◆ **Поставленная задача a**
Увеличьте на 26 каждую координату в ответах и приведите заново, вместе с запросами, только строки разметки между строкой, содержащей «like x=762 y=521.», и строкой, содержащей «x=797 y=203», включительно.

◆ **Фрагмент текста**
Блокадная этика. Представления о морали в Ленинграде в 1941–1942 гг. Скляров Сергей
Значение имела и «коллективность» блокадного опыта. Трудно было решиться первым на аморальный поступок. Когда же так поступали и другие горожане, безнравственное деяние не оказывалось столь запретным. И для этого не требовалось видеть всех и знать обо всем. Облик даже нескольких блокадников мог явиться побудительным мотивом для того, чтобы облачиться в тряпье, не мыться месяцами, не стесняться «лакать» из тарелки. Воровство, мародерство, обман стали возможными для людей, заботившихся ранее о чести, не только потому, что не имелось иного выхода, но и вследствие того, что их проявления видели на каждом шагу, и никого не нужно было стыдиться и остерегаться.

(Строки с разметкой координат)

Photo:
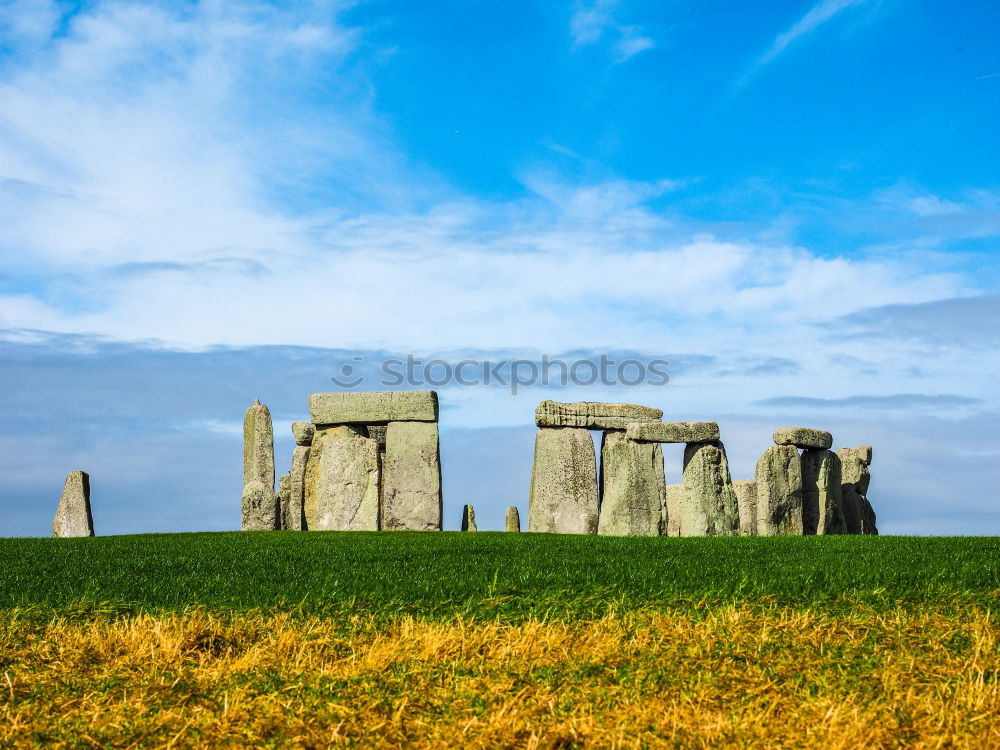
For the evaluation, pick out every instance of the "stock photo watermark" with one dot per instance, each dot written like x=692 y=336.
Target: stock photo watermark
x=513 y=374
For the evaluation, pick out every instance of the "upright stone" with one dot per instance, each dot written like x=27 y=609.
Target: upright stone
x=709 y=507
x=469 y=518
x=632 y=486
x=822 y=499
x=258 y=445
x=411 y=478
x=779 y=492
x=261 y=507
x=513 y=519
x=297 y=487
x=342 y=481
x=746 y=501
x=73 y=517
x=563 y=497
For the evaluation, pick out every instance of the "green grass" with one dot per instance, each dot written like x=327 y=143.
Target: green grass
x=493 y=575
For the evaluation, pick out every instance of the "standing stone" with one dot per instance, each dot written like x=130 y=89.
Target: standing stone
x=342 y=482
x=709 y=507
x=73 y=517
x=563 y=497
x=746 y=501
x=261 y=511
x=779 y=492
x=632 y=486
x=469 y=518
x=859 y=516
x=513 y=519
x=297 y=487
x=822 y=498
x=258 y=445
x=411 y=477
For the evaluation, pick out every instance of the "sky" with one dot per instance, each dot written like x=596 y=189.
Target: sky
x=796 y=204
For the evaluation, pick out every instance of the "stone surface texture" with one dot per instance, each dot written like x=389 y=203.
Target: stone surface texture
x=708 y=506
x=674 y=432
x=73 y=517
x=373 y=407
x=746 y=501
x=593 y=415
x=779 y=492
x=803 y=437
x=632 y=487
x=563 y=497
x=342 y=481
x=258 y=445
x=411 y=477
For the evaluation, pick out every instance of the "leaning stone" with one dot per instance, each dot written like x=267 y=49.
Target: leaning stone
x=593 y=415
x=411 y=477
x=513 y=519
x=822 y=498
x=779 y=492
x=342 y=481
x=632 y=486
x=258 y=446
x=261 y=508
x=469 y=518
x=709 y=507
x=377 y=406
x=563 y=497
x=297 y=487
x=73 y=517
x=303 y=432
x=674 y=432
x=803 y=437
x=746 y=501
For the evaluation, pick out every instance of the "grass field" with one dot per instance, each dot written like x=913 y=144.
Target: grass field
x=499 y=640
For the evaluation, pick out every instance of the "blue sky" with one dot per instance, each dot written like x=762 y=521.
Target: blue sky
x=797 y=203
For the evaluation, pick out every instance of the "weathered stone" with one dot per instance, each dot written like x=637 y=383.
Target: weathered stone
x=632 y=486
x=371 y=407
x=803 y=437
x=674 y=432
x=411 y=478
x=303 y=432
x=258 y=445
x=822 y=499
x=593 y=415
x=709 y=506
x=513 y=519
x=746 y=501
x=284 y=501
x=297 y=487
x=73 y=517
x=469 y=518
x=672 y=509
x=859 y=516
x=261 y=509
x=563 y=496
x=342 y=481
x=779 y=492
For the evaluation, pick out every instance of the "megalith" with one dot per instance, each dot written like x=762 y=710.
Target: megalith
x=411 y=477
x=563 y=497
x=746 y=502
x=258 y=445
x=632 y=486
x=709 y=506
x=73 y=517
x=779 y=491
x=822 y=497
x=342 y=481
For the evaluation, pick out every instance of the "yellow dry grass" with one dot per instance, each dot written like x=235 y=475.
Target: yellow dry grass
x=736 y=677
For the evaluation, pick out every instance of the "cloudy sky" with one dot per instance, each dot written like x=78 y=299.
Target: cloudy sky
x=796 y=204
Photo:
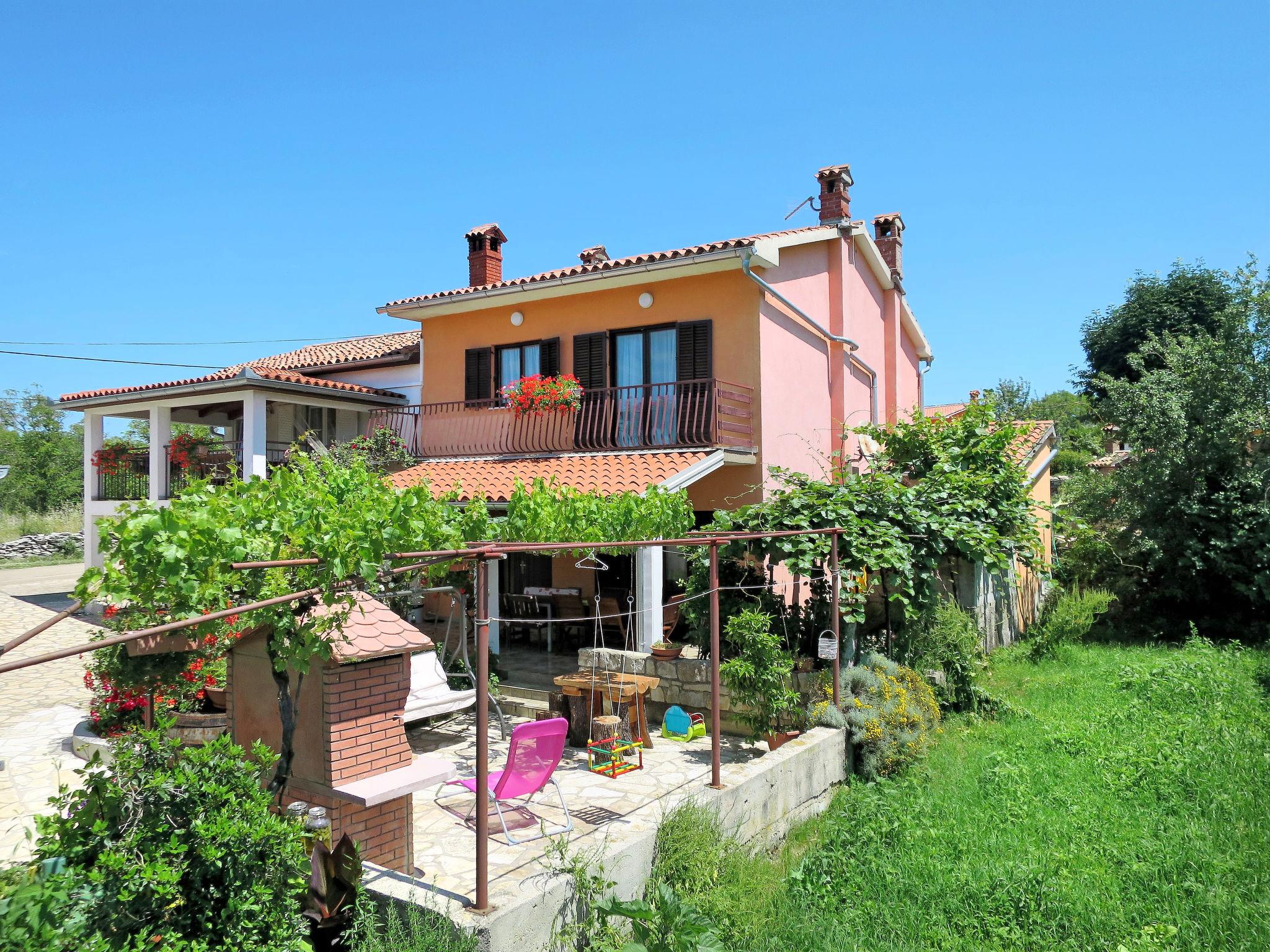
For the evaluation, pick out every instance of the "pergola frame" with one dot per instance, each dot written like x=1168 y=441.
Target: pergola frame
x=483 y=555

◆ **Поставленная задача b**
Воспроизведите дословно отрывок текста о блокадной этике между «Блокадная этика. Представления» и «стыдиться и остерегаться.» включительно.

◆ **Готовый ответ a**
For the evaluation, pick out every instance of the "blue sky" with one dot per instance, each dot written like x=762 y=521.
Target: blue sky
x=823 y=229

◆ **Готовый ответ b**
Блокадная этика. Представления о морали в Ленинграде в 1941–1942 гг. Скляров Сергей
Значение имела и «коллективность» блокадного опыта. Трудно было решиться первым на аморальный поступок. Когда же так поступали и другие горожане, безнравственное деяние не оказывалось столь запретным. И для этого не требовалось видеть всех и знать обо всем. Облик даже нескольких блокадников мог явиться побудительным мотивом для того, чтобы облачиться в тряпье, не мыться месяцами, не стесняться «лакать» из тарелки. Воровство, мародерство, обман стали возможными для людей, заботившихся ранее о чести, не только потому, что не имелось иного выхода, но и вследствие того, что их проявления видели на каждом шагу, и никого не нужно было стыдиться и остерегаться.